# Directive:
Pull out each line from the items below that contains the string "pixel". Treat uppercase and lowercase as different.

# Extracted records:
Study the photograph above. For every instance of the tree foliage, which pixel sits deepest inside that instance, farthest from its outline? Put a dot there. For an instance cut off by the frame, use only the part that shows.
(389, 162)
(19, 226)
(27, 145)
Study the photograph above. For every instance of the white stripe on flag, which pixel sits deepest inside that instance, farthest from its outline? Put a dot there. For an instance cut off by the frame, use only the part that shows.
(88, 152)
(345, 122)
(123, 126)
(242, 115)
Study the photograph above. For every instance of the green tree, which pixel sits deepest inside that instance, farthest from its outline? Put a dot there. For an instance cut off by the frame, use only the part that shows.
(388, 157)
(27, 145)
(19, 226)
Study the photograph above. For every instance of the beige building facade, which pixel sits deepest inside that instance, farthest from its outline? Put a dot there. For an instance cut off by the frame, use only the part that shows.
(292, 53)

* * *

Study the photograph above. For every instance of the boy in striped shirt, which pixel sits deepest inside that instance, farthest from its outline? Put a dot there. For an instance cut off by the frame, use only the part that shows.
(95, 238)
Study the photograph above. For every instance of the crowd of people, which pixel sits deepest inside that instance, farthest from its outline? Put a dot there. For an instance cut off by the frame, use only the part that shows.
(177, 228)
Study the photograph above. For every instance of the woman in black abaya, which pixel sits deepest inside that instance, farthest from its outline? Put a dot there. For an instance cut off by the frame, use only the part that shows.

==

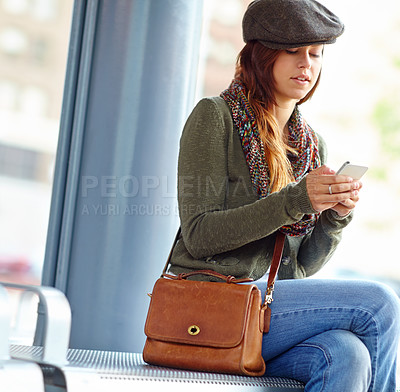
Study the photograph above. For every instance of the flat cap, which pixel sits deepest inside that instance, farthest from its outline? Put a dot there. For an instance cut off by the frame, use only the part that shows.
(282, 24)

# Solution to this exercise:
Study the photograph above. For every instance of the tree foliage, which pixel sits deepest inside that instance, farthest from its outline? Put a dot there. For an instance cut off by the frame, use only the part that shows.
Study the photograph above. For every instance of the white stripe on flag, which pixel sits deepest inside that instance, farthest from its outline? Put a dot there. For an instance cut off by the frame, use only the part that shows.
Study the photograph above. For every instance of the green tree, which pixel sits deepest inside that instance, farthest from its outline? Put a dot there. For an instance cut off by the frame, use only the part that shows.
Study the photograph above. For every instance of the beige building facade, which pixel sits deepest inside that instance, farthest from its outline? Put a dot there. For an instance cut off by the frame, use only the part that shows.
Study the photograph above. For every instance of the boy in striped shirt, which pixel sits deepest inside that instance, farthest from its outline? Put a dot there. For an instance cut off by the frame, use only the part that shows.
Study the photograph above. For every instance of the crowd of people, which pixel sits deepest inside that instance, farthest from its outline? Put a dot there. For an instance cut off by the frame, use only the part that shows.
Study the photograph above. For every instance of the woman in black abaya, which pixel sits deepest inside that instance, farthest from its outline? Put a dot there. For an instance cut off by the frame, use only the part that shows.
Study the photograph above. For every instance of the flat cap, which pixel sits deepest inside that instance, farthest from its outline? Put a dot there. For an instance cut off by the frame, use only the part that shows.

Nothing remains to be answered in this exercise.